(SOURCE EXCERPT):
»»

Basics of Text Mining in R

Thinking of Text as List of Words

By Harshvardhan in R ML

January 27, 2022

Text in R can be represented in several ways but generally it is a character vector (strings). Reading a text file would mean most of the content would either be in a single long character file, or broken into several variables and observations as a data frame like comma separated files (CSV). In this blog tutorial, I will download a Jane Austen’s book and perform some basic analysis to understand how these text functions work.

Packages

The common packages for text mining in R are stringr, tidytext, tidyverse and quanteda. I will also use gutenbergr to download the book for analysis.

library(stringr)
library(tidyverse)
## ── Attaching packages ─────────────────────────────────────── tidyverse 1.3.1 ──
## ✔ ggplot2 3.3.6.9000     ✔ purrr   0.3.4     
## ✔ tibble  3.1.7          ✔ dplyr   1.0.9     
## ✔ tidyr   1.2.0          ✔ forcats 0.5.1     
## ✔ readr   2.1.2
## ── Conflicts ────────────────────────────────────────── tidyverse_conflicts() ──
## ✖ dplyr::filter() masks stats::filter()
## ✖ dplyr::lag()    masks stats::lag()
library(tidytext)
library(quanteda)
## Package version: 3.2.1
## Unicode version: 14.0
## ICU version: 70.1
## Parallel computing: 8 of 8 threads used.
## See https://quanteda.io for tutorials and examples.
library(gutenbergr)

# changing default ggplot theme to minimal
theme_set(theme_minimal())

Downloading the Book

Once I have the required functions in my namespace, I can download the book using gutenberg_download(). gutenberg_works() gives a list of works that can be downloaded. (gutenberg_metadata will give a list of all books in Project Gutenberg, but we only need the ones that can be downloaded.)

gutenberg_works(title == "Persuasion")
## # A tibble: 1 × 8
##   gutenberg_id title    author gutenberg_autho… language gutenberg_books… rights
##          <int> <chr>    <chr>             <int> <chr>    <chr>            <chr> 
## 1          105 Persuas… Auste…               68 en       <NA>             Publi…
## # … with 1 more variable: has_text <lgl>

I am looking for Persuasion, Jane Austen’s last book. R tells me the rights to the book are public and it has text, so works for my purpose. Downloading the book requires its gutenberg_id, which is 105 for Persuasion, as seen in previous output.

book = gutenberg_download(105)
## Determining mirror for Project Gutenberg from http://www.gutenberg.org/robot/harvest
## Using mirror http://aleph.gutenberg.org
## Warning in .f(.x[[i]], ...): Could not download a book at http://
## aleph.gutenberg.org/1/0/105/105.zip
## Warning: Unknown or uninitialised column: `text`.

I can download more than one books at a time and many other fancy things. Check gutenbergr’s vignette for more information.

Exploring the Book

Let’s see what we have in book.

««

(GIVEN DATA):
»»

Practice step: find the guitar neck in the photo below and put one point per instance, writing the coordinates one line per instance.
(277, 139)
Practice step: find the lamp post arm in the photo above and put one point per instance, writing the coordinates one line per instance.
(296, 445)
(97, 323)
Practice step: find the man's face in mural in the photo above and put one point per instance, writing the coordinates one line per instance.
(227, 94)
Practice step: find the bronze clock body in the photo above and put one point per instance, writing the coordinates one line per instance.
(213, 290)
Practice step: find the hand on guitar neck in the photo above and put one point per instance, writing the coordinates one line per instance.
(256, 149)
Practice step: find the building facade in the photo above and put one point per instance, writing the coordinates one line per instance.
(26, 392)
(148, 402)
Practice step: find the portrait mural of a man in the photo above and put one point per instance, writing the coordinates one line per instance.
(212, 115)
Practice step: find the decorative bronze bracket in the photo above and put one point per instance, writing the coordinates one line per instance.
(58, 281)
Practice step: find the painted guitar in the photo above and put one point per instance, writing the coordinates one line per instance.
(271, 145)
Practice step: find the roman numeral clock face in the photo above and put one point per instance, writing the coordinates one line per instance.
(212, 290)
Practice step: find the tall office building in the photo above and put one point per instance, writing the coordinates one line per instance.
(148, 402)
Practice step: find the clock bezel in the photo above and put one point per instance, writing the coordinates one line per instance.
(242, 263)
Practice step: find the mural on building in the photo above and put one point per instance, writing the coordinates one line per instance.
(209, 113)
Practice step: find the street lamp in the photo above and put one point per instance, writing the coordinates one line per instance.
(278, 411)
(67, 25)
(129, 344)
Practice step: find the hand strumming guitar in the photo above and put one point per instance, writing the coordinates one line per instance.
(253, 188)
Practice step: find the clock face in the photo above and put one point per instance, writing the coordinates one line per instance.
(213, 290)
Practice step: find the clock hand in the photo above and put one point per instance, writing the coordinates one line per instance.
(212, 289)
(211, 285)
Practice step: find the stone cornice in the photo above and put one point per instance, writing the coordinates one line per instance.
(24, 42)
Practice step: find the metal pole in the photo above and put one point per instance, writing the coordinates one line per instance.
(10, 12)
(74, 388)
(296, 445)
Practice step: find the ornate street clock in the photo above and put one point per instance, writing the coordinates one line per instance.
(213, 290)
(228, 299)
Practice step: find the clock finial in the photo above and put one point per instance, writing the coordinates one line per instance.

««

(ACTIONS TO TAKE):
1 > Gather every line of the records that contains the string "building", matching case exactly.
2 > Extend the R text-mining tutorial, picking up right after its last sentence.

(THE REPLIES):
1 >
Practice step: find the building facade in the photo above and put one point per instance, writing the coordinates one line per instance.
Practice step: find the tall office building in the photo above and put one point per instance, writing the coordinates one line per instance.
Practice step: find the mural on building in the photo above and put one point per instance, writing the coordinates one line per instance.

2 >
book
## # A tibble: 0 × 2
## # … with 2 variables: gutenberg_id <int>, text <chr>

The book object has two variables: gutenberg_id and text. Unless you are downloading multiple books, text is the only useful variable.

Also note that there are 8,328 rows in the dataset. However, this text is not in tidytext format, where each row identifies a token and each column is a variable. (An easy way to remember the format is to repeat out loud “One Token Per Document Per Row” as often as you can.)

To convert it into tidytext format, I will use unnest_tokens() function from tidytext package.

book %>% 
  unnest_tokens(word, text)
## # A tibble: 0 × 2
## # … with 2 variables: gutenberg_id <int>, word <chr>

unnest_tokens used here has two parameters: what you want to convert into and what you want to convert. First we have the output column name that will be created as the text is unnested into it (word, in this case), and then the input column that the text comes from (text, in this case).

The function also did some other operations in the background. It removed all the punctuation marks from the text. It also converted everything to lower case (which can be toggled OFF by using to_lower = FALSE in unnest_tokens. The function also has an argument token to specify what kind of text is it. words is the default option that worked for our case. Other options are characters, character_shingles, ngrams, skip_ngrams, sentences, lines, paragraphs, regex, tweets and ptb.

Exploring Words

We can look for several manipulations for insights about the words. Such as, how many four letter words did she use? Less than four letter words? Longer than ten letter words?

book = book %>% 
  unnest_tokens(word, text)

# Four Letter Words
book %>% 
  filter(str_length(word) == 4)
## # A tibble: 0 × 2
## # … with 2 variables: gutenberg_id <int>, word <chr>
# Less than four letter words
book %>% 
  filter(str_length(word) < 4)
## # A tibble: 0 × 2
## # … with 2 variables: gutenberg_id <int>, word <chr>
# More than ten letters
book %>% 
  filter(str_length(word) > 10)
## # A tibble: 0 × 2
## # … with 2 variables: gutenberg_id <int>, word <chr>

We see that there are 15,505 words that have exactly four letters. 37,908 have less than four letters (that includes numbers such as 1). There are 1,636 words that have more than ten letters in them.

Words that Start or End with …

We can also find words that start or end with a particular string. For example, I wonder how often does Jane Austen use V4 form of the verb — ending in “ing”? We can use str_ends() from stringr package.

book %>% 
  filter(str_ends(word, "ing"))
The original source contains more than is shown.